▶ PROBLEM STATEMENT
Reproduce the records that follow in full, excluding any picture they contain.

▶ SUPPLIED RECORDS
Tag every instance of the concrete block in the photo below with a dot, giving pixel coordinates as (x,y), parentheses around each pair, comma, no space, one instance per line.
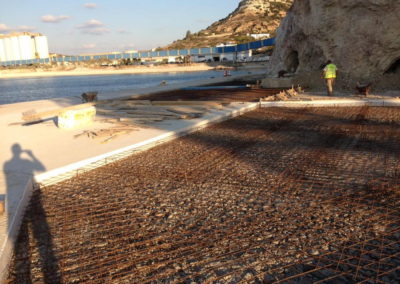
(71,119)
(276,83)
(391,102)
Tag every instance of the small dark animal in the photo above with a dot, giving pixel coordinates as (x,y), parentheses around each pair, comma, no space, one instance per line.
(282,73)
(89,97)
(364,89)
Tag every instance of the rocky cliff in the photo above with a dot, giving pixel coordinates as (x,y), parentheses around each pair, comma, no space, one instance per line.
(361,36)
(251,17)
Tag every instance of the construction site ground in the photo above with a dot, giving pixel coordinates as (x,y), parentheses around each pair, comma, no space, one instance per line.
(306,195)
(41,150)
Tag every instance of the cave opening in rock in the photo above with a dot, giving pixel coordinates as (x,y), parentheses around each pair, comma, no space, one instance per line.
(394,68)
(292,62)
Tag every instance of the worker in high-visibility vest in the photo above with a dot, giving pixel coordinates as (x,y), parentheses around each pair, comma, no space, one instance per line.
(330,73)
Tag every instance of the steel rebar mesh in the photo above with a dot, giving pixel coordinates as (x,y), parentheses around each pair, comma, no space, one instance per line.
(276,195)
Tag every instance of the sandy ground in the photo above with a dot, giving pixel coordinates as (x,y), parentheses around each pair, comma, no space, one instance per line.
(83,71)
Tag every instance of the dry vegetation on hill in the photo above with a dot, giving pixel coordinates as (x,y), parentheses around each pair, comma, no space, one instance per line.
(251,17)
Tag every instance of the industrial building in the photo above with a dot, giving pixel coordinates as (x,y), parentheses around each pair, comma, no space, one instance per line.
(23,46)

▶ PROBLEM SOLUTION
Tag every instance of the concrete block in the photo below with a dot, giving pixel coordinates as (x,y), parentheses around each pair, comma, no space, one instance per line.
(71,119)
(276,83)
(391,102)
Tag every instance of the small dark animal in the photo above with a dot, giving pixel coordinates as (x,y), parentheses around each pair, comma, no space, one instance per line.
(282,73)
(89,97)
(364,89)
Tag every instance of the rocky cliff in the photo above with a dot, giving pixel coordinates as (x,y), parentheses around each pair, comma, no space, one instance per line.
(361,36)
(251,17)
Tag every instance of the construction site ground in the photo above with a dot, giving pixel coordinates as (x,y), parentheses around each pair, comma, no space, one instance per line.
(306,195)
(41,150)
Tag every instance of the cave opening in rock in the photo above with a dot, giving pixel coordinates as (x,y), parentheses around each pair, comma, no space, one instance per line.
(394,68)
(292,62)
Tag every instance of the worker in high-visibility vest in the photo above with a dot, giving pixel coordinates as (x,y), parentheses around each pair, comma, no space, one instance per line.
(330,73)
Tag every instance of the steel rebar mesh in the photo above with a dot, giving pixel coordinates as (x,y), parentheses around each pair, comma, no space, one instance per line.
(276,195)
Tag every instance of the sandy ground in the photo above with a dot, giving pixel coordinates as (x,y), parentheses around each pair, comma, no space, one instance per line.
(83,71)
Tag every instance of the dry vegetation on hill in the photo above with a dot, giving pixel coordinates as (x,y), parentheses around each pair, comma, no space, one instance per line.
(251,17)
Tag every instance of the industrial building in the photo above with a dot, giving pixel coordinates as (x,y), parentheses around each pair, comma, no space, one instance per line.
(23,46)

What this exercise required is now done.